■ **Information provided**
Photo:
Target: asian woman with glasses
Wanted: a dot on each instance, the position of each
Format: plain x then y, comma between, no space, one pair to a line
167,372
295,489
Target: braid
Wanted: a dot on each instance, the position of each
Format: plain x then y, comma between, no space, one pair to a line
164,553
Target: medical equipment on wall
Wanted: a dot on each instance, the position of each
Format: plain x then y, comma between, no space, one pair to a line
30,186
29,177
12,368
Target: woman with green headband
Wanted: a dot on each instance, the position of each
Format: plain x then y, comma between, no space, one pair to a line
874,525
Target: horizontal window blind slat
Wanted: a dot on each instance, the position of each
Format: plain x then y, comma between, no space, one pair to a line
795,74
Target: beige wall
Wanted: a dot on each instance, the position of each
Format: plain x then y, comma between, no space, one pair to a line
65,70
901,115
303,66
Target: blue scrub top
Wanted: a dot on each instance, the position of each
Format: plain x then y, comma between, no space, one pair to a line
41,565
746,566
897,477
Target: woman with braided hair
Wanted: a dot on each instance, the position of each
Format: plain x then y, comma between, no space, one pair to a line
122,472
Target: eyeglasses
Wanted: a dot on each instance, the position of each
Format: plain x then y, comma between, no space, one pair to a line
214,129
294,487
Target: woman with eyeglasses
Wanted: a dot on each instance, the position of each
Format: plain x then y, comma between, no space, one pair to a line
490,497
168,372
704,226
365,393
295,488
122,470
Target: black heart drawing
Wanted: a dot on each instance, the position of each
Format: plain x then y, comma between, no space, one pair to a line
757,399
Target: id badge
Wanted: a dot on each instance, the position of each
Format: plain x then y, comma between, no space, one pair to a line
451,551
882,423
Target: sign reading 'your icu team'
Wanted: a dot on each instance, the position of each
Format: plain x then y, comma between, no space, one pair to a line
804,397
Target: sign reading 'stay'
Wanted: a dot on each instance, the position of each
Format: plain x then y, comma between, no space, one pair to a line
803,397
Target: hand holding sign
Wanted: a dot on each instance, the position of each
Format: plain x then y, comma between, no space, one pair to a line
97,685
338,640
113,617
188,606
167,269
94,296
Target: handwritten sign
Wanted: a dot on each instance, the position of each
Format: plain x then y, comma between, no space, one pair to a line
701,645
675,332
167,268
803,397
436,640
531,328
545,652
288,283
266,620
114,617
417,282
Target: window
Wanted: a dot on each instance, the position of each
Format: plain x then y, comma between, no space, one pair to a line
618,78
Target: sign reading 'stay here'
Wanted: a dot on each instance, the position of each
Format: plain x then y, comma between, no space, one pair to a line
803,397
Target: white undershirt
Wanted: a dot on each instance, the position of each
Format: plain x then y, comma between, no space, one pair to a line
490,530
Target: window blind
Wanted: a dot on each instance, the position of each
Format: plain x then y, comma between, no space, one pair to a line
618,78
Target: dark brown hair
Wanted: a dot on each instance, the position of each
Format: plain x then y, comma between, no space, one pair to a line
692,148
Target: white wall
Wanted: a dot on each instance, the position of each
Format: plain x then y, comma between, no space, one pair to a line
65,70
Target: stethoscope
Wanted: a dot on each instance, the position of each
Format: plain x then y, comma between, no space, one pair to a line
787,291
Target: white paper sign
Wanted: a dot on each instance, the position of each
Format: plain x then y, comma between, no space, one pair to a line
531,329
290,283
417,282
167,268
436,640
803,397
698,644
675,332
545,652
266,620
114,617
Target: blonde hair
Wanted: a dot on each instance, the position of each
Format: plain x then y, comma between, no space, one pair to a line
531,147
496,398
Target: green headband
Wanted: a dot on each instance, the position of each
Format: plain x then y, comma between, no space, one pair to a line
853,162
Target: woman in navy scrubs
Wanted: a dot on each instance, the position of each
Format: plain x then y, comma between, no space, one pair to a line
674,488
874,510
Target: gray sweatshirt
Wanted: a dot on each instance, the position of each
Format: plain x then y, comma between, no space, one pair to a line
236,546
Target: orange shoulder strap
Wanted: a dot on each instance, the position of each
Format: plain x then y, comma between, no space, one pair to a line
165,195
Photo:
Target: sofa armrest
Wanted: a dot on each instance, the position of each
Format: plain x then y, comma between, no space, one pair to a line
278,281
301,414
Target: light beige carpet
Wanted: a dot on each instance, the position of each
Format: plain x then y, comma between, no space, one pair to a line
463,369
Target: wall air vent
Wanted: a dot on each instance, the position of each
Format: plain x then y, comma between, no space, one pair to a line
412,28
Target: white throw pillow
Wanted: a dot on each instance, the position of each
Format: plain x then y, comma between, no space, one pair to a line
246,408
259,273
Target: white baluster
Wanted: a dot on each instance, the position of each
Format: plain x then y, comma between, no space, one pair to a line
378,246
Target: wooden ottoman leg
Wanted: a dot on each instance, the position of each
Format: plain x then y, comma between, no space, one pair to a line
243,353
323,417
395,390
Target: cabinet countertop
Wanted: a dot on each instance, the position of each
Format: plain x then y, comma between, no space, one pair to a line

■ **Problem description**
Reproduce, word for word, only the lines from the one that contains "Target: light beige carpet" through the final line.

■ **Written answer**
Target: light beige carpet
Wanted: a dot on each instance, the position of each
Format: plain x then y, comma between, no space, one pair to a line
463,369
Target: wall air vent
Wanted: a dot on each instance, the position of each
Format: plain x then y, comma between, no space, one pair to a line
412,28
Target: white throw pillow
Wanted: a dot on each instance, the position of each
Format: plain x then y, comma between, no space, one pair to a line
246,408
259,273
Target: white baluster
Wanted: a dot on each instance, the position of each
Format: plain x then y, comma between, no space, one pair to a line
378,246
Target: wooden ottoman leg
Wanted: a dot on each instance, the position of each
Format: plain x then y, comma between, no space, one pair to a line
243,353
323,417
395,390
Target: cabinet countertop
Wanted: a dot on each instance, the position of each
Format: plain x then y, comma between, no space, one pair to a line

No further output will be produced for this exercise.